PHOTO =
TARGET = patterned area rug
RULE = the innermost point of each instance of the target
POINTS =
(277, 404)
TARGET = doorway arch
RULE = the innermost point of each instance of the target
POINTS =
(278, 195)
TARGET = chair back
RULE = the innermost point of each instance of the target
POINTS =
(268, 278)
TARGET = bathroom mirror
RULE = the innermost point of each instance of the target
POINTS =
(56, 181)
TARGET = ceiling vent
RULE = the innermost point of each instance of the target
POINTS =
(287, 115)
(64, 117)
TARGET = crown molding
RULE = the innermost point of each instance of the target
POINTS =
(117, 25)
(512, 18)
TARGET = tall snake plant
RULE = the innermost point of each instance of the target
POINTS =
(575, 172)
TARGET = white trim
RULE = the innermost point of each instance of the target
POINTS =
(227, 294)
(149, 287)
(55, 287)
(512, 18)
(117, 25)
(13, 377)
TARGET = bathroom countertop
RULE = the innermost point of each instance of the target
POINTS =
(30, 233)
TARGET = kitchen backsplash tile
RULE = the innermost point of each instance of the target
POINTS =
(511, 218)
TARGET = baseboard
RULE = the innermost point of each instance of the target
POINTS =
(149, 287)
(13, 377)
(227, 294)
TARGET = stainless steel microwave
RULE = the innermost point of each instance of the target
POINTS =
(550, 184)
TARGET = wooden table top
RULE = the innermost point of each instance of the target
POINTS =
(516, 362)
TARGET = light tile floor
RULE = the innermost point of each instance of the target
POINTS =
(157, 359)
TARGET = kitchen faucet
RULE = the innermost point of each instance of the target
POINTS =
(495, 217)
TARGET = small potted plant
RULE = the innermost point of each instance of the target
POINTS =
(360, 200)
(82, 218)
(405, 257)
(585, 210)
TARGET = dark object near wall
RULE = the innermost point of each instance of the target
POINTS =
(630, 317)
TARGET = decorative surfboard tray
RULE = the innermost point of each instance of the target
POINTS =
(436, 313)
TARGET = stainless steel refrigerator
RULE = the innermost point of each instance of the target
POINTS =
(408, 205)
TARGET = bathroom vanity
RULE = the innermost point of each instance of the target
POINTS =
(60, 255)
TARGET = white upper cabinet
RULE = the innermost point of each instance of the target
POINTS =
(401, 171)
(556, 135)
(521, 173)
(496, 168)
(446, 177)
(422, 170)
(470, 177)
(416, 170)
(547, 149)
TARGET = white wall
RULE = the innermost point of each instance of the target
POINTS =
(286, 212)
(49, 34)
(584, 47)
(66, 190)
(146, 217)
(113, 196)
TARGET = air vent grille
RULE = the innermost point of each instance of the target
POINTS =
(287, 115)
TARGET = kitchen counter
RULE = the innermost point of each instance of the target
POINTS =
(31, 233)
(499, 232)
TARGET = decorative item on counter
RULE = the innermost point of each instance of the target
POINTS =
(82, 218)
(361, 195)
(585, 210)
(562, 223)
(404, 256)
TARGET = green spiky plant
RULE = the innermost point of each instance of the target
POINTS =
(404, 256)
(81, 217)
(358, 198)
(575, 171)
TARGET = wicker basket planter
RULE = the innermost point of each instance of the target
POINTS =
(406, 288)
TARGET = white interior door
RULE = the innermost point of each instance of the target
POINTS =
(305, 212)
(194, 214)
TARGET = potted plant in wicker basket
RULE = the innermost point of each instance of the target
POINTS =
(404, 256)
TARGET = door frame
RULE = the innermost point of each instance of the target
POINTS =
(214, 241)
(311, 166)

▸ **Exercise**
Format every line of the items above as a JSON list of strings, one string per line, with blank lines omitted.

▸ **Solution for this problem**
[
  "PHOTO =",
  "TARGET = patterned area rug",
  "RULE = the innermost point of each instance of the target",
  "POINTS =",
  "(277, 404)",
  "TARGET = doorway arch",
  "RULE = the innermost point of each instance of the target",
  "POINTS =",
  "(278, 195)",
  "TARGET = chair back",
  "RULE = the innermost point of each instance of the target",
  "POINTS =",
  "(268, 278)",
  "TARGET = bathroom mirror",
  "RULE = the innermost point of each instance of the target",
  "POINTS =",
  "(56, 181)",
  "TARGET = ceiling vent",
  "RULE = the innermost point of each instance of the target",
  "POINTS =",
  "(287, 115)",
  "(64, 117)",
  "TARGET = crown molding",
  "RULE = the innermost point of each instance of the target",
  "POINTS =",
  "(117, 25)",
  "(512, 18)",
  "TARGET = tall snake plant",
  "RULE = the innermost point of each instance of the target",
  "POINTS =",
  "(575, 172)",
  "TARGET = white trim",
  "RULE = the innermost point of each instance of the target",
  "POINTS =",
  "(227, 294)",
  "(149, 287)",
  "(55, 287)",
  "(512, 18)",
  "(117, 25)",
  "(13, 377)",
  "TARGET = bathroom countertop",
  "RULE = the innermost point of each instance of the target",
  "POINTS =",
  "(30, 233)",
  "TARGET = kitchen backsplash tile",
  "RULE = the innermost point of each instance of the target",
  "POINTS =",
  "(511, 218)",
  "TARGET = baseboard",
  "RULE = the innermost point of each instance of the target",
  "POINTS =",
  "(149, 287)",
  "(13, 377)",
  "(227, 294)",
  "TARGET = stainless steel microwave",
  "RULE = the innermost point of each instance of the target",
  "POINTS =",
  "(550, 184)",
  "TARGET = wooden table top",
  "RULE = the innermost point of each instance of the target",
  "POINTS =",
  "(516, 362)",
  "TARGET = light tile floor",
  "RULE = the innermost point of each instance of the target",
  "POINTS =",
  "(157, 359)",
  "TARGET = kitchen faucet",
  "RULE = the innermost point of each instance of the target",
  "POINTS =",
  "(495, 217)",
  "TARGET = small potted plant",
  "RULE = the innermost point of each instance of the target",
  "POINTS =",
  "(360, 200)",
  "(82, 218)",
  "(405, 257)",
  "(585, 210)",
  "TARGET = dark object near wall",
  "RULE = the innermost point of each instance of the target",
  "POINTS =",
  "(630, 317)",
  "TARGET = decorative surfboard tray",
  "RULE = the innermost point of each instance of the target",
  "POINTS =",
  "(436, 313)",
  "TARGET = stainless steel refrigerator",
  "RULE = the innermost point of each instance of the target",
  "POINTS =",
  "(408, 205)",
  "TARGET = bathroom vanity",
  "RULE = the innermost point of each instance of the target",
  "POINTS =",
  "(60, 255)",
  "TARGET = white upper cabinet",
  "RULE = the innermost point of each instance of the target",
  "POINTS =",
  "(401, 171)",
  "(556, 135)",
  "(521, 173)",
  "(496, 168)",
  "(446, 177)",
  "(422, 170)",
  "(470, 177)",
  "(416, 170)",
  "(547, 149)",
  "TARGET = white wall",
  "RULE = the innermost point of each instance of the target",
  "POINTS =",
  "(286, 212)",
  "(49, 34)",
  "(584, 47)",
  "(66, 190)",
  "(146, 217)",
  "(113, 196)",
  "TARGET = air vent grille",
  "RULE = the innermost point of each instance of the target",
  "POINTS =",
  "(287, 115)",
  "TARGET = kitchen counter",
  "RULE = the innermost point of each instance of the target",
  "POINTS =",
  "(31, 233)",
  "(499, 232)",
  "TARGET = decorative item on counter",
  "RULE = the innermost point of each instance of the target",
  "POINTS =",
  "(82, 218)",
  "(361, 195)",
  "(585, 210)",
  "(562, 223)",
  "(404, 256)",
  "TARGET = green spiky plant",
  "RULE = the innermost point of each instance of the target",
  "POINTS =",
  "(404, 256)",
  "(81, 217)",
  "(358, 198)",
  "(575, 171)",
  "TARGET = wicker basket planter",
  "RULE = the innermost point of each instance of the target",
  "POINTS =",
  "(406, 288)",
  "TARGET = white interior door",
  "RULE = the innermost point of each instance of the target",
  "POINTS =",
  "(305, 212)",
  "(194, 214)",
  "TARGET = potted plant in wicker basket",
  "RULE = the innermost point of each instance of the target",
  "POINTS =",
  "(404, 256)",
  "TARGET = door frame",
  "RULE = the innermost point of each instance of the target",
  "POINTS =",
  "(214, 241)",
  "(311, 166)"
]